▶ **Instructions for the task**
Would you show every line from the records that holds "city"?

Records for this task section start

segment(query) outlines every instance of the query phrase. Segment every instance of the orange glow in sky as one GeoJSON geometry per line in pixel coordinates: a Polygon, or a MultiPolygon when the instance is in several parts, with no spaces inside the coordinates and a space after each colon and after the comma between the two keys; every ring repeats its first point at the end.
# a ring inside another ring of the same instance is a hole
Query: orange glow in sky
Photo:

Records for this task section end
Records for this task section start

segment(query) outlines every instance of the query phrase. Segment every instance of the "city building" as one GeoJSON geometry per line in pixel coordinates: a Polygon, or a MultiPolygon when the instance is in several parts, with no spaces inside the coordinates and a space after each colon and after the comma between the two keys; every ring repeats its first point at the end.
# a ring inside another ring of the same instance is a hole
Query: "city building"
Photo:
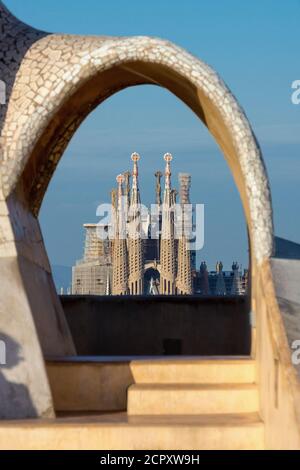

Records for this task section end

▶ **Response**
segment(query) outlines every instance of the query phrase. Segment every instance of the "city building" as one GeoJSON geometry per line in pixel coordinates: a Polygon, or a MultiPolygon when the instance is in several parts, with no spaces inside the coordinates and a space after each colon and after the comma between the two keys; every ring repeats its first point at the end.
Query: "city building"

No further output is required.